*Work required*: All lines in the data below carrying the string "compound" are to be located and copied.

Recorded data
-------

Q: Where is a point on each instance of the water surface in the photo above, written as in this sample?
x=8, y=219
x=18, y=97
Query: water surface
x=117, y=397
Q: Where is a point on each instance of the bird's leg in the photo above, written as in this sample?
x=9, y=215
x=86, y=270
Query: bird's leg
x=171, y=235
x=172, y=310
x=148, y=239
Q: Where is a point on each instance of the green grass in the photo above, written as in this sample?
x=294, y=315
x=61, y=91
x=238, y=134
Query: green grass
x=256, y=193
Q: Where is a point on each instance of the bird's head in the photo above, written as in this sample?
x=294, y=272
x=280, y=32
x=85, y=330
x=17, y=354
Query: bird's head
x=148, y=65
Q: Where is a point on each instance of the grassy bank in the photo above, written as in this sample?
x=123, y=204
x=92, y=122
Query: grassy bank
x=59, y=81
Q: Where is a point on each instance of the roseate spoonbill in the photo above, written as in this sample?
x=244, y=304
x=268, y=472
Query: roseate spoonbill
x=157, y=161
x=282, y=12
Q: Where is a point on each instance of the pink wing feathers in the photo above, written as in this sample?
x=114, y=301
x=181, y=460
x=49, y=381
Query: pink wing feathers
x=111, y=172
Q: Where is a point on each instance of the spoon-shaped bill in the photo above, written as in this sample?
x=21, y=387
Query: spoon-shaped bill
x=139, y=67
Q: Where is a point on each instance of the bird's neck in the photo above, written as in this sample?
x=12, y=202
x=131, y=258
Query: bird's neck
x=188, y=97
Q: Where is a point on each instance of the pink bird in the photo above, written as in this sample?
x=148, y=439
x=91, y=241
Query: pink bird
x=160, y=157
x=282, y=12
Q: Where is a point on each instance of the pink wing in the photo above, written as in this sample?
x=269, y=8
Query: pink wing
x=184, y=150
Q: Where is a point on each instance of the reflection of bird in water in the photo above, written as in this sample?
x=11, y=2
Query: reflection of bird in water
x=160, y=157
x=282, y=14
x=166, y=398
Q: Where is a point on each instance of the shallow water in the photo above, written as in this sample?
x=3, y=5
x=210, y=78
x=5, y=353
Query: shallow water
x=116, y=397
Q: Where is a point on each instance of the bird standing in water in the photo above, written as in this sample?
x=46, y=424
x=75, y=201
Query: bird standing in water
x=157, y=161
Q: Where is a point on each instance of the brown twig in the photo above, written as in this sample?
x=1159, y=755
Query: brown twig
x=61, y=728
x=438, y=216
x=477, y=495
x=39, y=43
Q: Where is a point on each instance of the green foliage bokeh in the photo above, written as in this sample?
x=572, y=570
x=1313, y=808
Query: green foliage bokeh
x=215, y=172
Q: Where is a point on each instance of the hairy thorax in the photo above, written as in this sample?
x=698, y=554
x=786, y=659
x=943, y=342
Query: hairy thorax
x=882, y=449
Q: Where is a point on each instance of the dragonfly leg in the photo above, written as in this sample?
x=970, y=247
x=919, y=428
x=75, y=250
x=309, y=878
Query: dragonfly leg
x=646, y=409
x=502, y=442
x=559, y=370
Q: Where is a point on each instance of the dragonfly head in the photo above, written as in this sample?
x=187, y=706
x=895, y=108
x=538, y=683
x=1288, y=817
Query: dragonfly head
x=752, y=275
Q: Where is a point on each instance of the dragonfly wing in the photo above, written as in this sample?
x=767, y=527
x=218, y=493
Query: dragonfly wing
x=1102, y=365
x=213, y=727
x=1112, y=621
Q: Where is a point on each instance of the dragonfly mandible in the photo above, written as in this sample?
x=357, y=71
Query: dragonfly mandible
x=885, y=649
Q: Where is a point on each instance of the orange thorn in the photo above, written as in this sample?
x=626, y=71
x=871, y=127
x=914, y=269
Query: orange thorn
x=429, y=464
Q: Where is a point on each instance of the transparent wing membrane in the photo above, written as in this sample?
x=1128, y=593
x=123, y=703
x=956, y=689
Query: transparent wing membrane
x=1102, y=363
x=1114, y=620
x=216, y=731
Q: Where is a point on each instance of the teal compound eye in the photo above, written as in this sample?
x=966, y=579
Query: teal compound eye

-------

*Completed task*:
Q: Where is a point on each instance of the teal compound eye in the photo above, written as in this sample?
Query: teal compound eye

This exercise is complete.